▶ **Trecho apresentado**:
=====

Atualizado em: agosto 28, 2025 às 8:11 am
Por Victor José
Muita gente acredita que, para criar uma obra melancólica e ao mesmo tempo convincente, o artista precisa estar num estado de espírito sombrio ou flertando com essa energia. Não acho que seja uma verdade absoluta, mas com certeza isso pode ajudar bastante.
Considerando toda a produção fonográfica, é uma pena que existam tão poucos álbuns extremamente vulneráveis quanto o quarto disco da Cat Power, “Moon Pix” (1998). Ele é um desses raros casos de equilíbrio entre qualidade artística e intensidade emocional, como vemos em obras impressionantes, como o irretocável “Plastic Ono Band”, de John Lennon, ou o corajoso “Loki?”, de Arnaldo Baptista.
“Moon Pix” redefiniu os limites emocionais do indie dos anos 1990 e ainda ecoa fortemente mais de duas décadas depois.
Um pesadelo mudou tudo
Chan Marshall, a pessoa por trás do pseudônimo Cat Power, faz música como ninguém. Dona de uma voz lindamente rouca e irregular, tem um estilo único — e se engana quem acha que seu jeito de tocar guitarra é simplório.
Desde o começo, Chan já vinha fazendo um bom trabalho, mas, em meados dos anos 1990, passou por um período difícil. A confusão na cabeça era tanta que quase abandonou a música, mesmo já tendo três discos lançados e algum prestígio na cena alternativa dos Estados Unidos.
Morando em um sítio com o namorado, na Carolina do Sul, Chan vivia na maior bad: deprimida, bebendo muito e cheia de dúvidas sobre a vida que vinha levando. Mas foi uma noite difícil de outono de 1997 que talvez tenha salvado o futuro de Chan. Segundo ela, em um desses momentos de profunda confusão, sozinha em casa, teve um pesadelo alucinatório que nunca mais esqueceu.
“Fui acordada por alguém que estava no campo, atrás da minha casa. A terra começou a tremer enquanto espíritos escuros se espatifavam contra todas as janelas. Eu acordei com meu gatinho ao lado. Comecei a rezar para que Deus me ajudasse. Então eu corri e peguei minha guitarra, tentando me distrair… Acendi as luzes, cantei para Deus e gravei uns sessenta minutos com meu gravador. Estava tocando umas progressões longas”, contou.
Dessa experiência intensa nasceu a espinha dorsal de “Moon Pix”: “No Sense”, “Say”, “Metal Heart”, “You May Know Him” e “Cross Bones Style”

=====

▶ **Linhas de dados**:
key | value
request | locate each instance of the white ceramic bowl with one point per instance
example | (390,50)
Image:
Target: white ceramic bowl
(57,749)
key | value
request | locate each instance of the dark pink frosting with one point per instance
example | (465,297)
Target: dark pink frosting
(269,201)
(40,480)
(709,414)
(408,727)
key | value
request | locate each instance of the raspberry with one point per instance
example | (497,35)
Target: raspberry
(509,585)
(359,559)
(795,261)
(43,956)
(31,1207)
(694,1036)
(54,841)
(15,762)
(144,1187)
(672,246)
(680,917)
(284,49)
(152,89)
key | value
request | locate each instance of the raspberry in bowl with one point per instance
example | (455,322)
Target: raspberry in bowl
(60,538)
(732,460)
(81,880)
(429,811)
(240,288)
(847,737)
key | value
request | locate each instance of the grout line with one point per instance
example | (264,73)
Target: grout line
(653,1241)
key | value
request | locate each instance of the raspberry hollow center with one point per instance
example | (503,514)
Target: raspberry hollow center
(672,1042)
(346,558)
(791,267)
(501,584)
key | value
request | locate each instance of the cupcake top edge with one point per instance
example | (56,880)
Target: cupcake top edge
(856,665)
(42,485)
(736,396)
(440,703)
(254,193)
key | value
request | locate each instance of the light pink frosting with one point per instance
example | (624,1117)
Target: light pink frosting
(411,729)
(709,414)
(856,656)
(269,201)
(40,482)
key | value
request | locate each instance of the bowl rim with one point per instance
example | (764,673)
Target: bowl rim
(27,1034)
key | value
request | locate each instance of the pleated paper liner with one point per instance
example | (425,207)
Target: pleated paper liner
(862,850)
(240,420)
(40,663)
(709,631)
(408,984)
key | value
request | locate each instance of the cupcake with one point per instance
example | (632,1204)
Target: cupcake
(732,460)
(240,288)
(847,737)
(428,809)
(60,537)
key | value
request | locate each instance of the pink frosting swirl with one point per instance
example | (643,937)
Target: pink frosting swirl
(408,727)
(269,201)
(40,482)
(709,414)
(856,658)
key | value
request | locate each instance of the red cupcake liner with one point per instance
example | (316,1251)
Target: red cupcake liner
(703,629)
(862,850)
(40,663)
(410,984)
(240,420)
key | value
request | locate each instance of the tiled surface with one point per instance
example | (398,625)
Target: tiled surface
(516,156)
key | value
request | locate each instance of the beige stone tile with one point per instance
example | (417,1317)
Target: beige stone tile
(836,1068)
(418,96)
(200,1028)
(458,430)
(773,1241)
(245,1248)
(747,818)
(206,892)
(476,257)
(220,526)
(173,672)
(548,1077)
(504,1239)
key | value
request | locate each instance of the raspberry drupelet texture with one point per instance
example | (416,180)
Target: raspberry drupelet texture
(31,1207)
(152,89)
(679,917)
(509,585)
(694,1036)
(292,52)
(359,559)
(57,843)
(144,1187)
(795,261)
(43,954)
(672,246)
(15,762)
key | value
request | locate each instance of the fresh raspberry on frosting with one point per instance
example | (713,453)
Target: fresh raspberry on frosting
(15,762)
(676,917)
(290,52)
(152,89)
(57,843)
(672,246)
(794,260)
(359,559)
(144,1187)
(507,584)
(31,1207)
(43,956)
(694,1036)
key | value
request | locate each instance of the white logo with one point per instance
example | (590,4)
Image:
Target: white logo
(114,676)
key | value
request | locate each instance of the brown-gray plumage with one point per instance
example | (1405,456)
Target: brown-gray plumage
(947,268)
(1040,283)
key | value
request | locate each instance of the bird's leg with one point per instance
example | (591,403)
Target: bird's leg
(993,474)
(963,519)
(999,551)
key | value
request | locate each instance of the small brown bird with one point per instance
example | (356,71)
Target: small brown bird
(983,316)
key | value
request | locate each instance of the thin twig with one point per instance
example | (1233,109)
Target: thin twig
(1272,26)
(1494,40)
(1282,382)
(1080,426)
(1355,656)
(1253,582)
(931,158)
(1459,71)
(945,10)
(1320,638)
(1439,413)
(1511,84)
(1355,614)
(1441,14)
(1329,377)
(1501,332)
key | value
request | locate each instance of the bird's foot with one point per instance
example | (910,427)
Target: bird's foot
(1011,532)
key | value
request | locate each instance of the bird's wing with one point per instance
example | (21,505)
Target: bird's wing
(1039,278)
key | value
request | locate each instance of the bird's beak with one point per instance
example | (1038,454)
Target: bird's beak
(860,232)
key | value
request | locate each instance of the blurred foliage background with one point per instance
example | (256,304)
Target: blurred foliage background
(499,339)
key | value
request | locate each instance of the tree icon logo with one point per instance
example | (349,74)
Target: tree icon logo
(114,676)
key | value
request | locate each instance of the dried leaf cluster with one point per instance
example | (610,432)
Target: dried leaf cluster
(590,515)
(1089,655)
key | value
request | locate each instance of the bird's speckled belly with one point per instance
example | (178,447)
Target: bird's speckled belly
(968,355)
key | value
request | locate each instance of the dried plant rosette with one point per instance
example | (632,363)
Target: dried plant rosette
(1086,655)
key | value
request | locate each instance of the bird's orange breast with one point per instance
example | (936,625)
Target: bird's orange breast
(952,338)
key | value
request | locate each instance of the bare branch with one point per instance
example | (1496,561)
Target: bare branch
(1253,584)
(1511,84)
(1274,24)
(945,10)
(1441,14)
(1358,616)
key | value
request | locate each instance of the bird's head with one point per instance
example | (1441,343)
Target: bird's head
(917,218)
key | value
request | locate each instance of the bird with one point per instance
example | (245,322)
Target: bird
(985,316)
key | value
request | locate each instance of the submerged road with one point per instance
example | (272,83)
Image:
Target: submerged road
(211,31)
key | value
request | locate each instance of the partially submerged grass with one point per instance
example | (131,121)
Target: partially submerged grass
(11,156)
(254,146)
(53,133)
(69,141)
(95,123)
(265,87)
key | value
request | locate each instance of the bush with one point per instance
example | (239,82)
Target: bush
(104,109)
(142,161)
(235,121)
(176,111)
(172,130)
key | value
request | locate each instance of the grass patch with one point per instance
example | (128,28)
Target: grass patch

=====

▶ **Problema a resolver**: Repita, sem alterar nada, a passagem do texto sobre o disco “Moon Pix” que vai de “Um pesadelo mudou” até “dos Estados Unidos.”. As linhas não são necessárias para este trabalho.

▶ **Resposta à tarefa**:
Um pesadelo mudou tudo
Chan Marshall, a pessoa por trás do pseudônimo Cat Power, faz música como ninguém. Dona de uma voz lindamente rouca e irregular, tem um estilo único — e se engana quem acha que seu jeito de tocar guitarra é simplório.
Desde o começo, Chan já vinha fazendo um bom trabalho, mas, em meados dos anos 1990, passou por um período difícil. A confusão na cabeça era tanta que quase abandonou a música, mesmo já tendo três discos lançados e algum prestígio na cena alternativa dos Estados Unidos.